PROBLEMS AND TASKS:
A – From the article on Tennessee's guides-to-practice legislation, list every committee it names.
B – Answer these from the article on Tennessee's guides-to-practice legislation:
(i) What party and town are given for Mike Bell?
(ii) Who reviews the rules draft for legality and constitutionality?
(iii) Where is the private organization whose code of ethics the state now accepts headquartered?
C – Resume the article on Tennessee's guides-to-practice legislation from where it stops.

** TEXT PASSAGE follows **

Guides to Practice / Professions — Senate Commerce and Labor Committee Chairman Jack Johnson (R-Franklin) and Senate Government Operations Committee Chairman Mike Bell (R-Riceville) held a press conference this week to announce the introduction of new legislation to ensure transparency, full vetting and public input regarding “guides to practice” for all licensed professions in Tennessee. Senate Bill 449 requires all professions which adopt guides to practice to promulgate rules subject to the state’s Uniform Administrative Procedures Act (UAPA). Any rules or code of ethics developed or approved by a private organization or association must be adopted in accordance with the proposed law. Under the UAPA, a hearing on the rules to formally adopt a code of ethics is generally held by the department of state government which governs the profession. The rules draft is reviewed by the State Attorney General to determine its legality and constitutionality before moving forward to a hearing by the legislature’s Joint Committee on Government Operations where the public has an opportunity to comment. Johnson said as a result of the proposed legislation, he will not pursue passage of Senate Bill 1 that would have required the State Board of Professional Counselors to promulgate their own code of ethics to be used for licensure requirements. Presently, the state automatically accepts the code of ethics from a private organization headquartered in Alexandria, Virginia.

** End of TEXT PASSAGE **
** DATA SECTION follows **

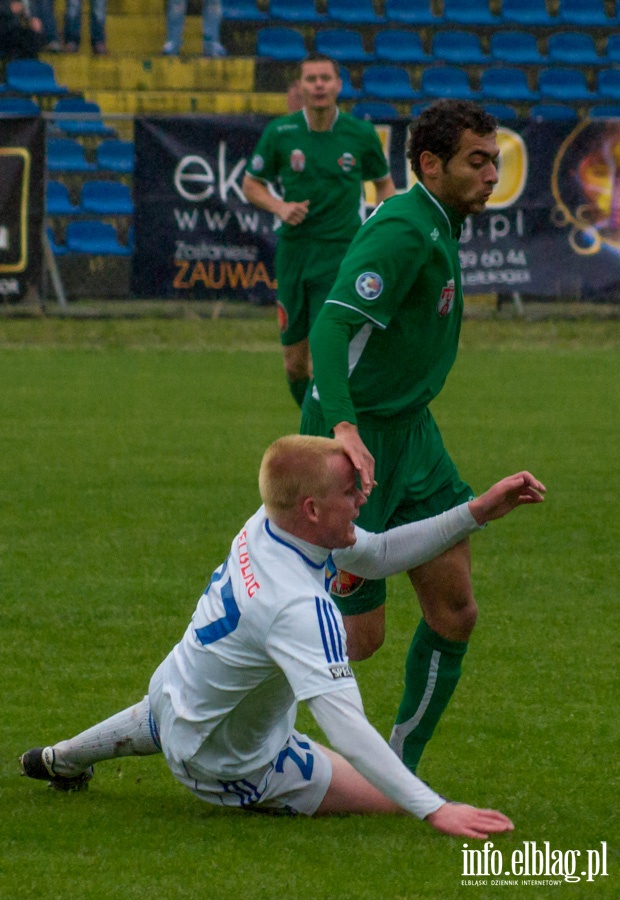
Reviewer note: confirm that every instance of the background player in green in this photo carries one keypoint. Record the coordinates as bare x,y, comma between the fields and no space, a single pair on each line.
382,348
318,159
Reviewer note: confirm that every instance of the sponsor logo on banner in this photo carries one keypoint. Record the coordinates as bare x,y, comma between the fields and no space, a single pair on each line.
446,301
369,285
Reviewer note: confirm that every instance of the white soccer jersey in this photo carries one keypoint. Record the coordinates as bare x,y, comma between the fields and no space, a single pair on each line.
265,634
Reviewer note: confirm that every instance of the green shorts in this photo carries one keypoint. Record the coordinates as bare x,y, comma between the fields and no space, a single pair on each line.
415,479
306,272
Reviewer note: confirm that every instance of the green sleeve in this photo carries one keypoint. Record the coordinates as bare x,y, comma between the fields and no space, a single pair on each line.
331,334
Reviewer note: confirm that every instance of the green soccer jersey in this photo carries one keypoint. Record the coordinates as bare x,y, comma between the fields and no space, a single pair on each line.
391,322
325,167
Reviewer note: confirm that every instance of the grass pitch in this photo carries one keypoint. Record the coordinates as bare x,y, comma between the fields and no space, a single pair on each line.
129,460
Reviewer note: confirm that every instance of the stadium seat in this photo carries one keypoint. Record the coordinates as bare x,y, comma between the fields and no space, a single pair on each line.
553,112
519,48
506,85
31,76
398,46
375,109
411,12
526,12
343,45
243,11
609,84
92,125
295,11
573,48
106,198
284,44
447,81
116,156
502,111
355,12
587,13
458,48
95,238
388,83
67,155
58,201
18,106
566,85
469,12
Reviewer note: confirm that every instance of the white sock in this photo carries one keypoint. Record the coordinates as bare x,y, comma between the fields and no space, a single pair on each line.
132,732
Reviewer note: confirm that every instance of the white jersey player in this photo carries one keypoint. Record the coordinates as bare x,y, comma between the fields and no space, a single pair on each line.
266,635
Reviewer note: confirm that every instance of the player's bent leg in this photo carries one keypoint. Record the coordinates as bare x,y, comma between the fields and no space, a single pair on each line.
349,792
434,660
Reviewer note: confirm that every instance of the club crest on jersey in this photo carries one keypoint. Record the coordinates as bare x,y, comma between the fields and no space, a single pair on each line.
345,584
446,301
347,162
298,161
369,285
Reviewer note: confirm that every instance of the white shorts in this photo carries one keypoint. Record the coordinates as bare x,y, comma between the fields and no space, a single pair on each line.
294,782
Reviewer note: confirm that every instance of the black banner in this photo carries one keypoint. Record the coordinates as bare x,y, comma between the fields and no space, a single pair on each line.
552,227
22,185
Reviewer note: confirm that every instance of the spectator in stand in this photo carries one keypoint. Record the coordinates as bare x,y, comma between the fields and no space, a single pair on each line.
73,26
21,35
211,20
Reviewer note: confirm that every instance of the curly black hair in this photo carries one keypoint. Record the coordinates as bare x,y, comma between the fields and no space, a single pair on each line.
439,127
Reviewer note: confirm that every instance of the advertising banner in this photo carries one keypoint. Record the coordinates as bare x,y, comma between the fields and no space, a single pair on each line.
22,182
551,228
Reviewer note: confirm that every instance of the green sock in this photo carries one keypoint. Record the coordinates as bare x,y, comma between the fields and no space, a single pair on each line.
298,389
432,671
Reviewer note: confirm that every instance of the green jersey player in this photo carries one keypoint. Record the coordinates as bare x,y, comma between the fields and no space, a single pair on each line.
382,348
318,159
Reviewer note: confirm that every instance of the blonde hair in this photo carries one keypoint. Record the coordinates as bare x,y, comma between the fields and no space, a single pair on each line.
295,466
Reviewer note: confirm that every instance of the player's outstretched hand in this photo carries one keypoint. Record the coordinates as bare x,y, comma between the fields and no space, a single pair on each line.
468,821
506,495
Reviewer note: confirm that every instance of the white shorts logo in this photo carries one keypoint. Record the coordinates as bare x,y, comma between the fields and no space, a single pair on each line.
369,285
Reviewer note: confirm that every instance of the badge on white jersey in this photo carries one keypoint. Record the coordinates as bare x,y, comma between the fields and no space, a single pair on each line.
446,301
369,285
298,161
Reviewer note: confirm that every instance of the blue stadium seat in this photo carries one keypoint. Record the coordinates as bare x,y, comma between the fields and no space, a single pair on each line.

** End of DATA SECTION **

RESULTS OF THE TASKS:
A –
Senate Commerce and Labor Committee
Senate Government Operations Committee
Joint Committee on Government Operations

B –
(i) Republican, Riceville
(ii) The State Attorney General
(iii) Alexandria, Virginia

C –
Tourism — The Senate Energy, Agriculture and Natural Resources Committee heard testimony this week from Tennessee Department of Tourist Development Kevin Triplett who presented the department’s budget and discussed the state’s efforts to improve tourism. Tourism is currently the second largest of Tennessee’s industries, with an economic impact of $18.4 billion. It generates 152,900 jobs for Tennesseans and produces $1.6 billion in state and local sales tax revenue. Travel to Tennessee recently topped 100 million, achieving 101.3 million person stays, a first in Tennessee history. The department’s marketing activities promote Tennessee to vacationers in the United States as well as internationally. The department also operates 14 Welcome Centers along the interstate highway system in Tennessee. The committee sent a unanimous recommendation to the Senate Finance Committee to approve the department’s proposed budget for the 2017-2018 fiscal year.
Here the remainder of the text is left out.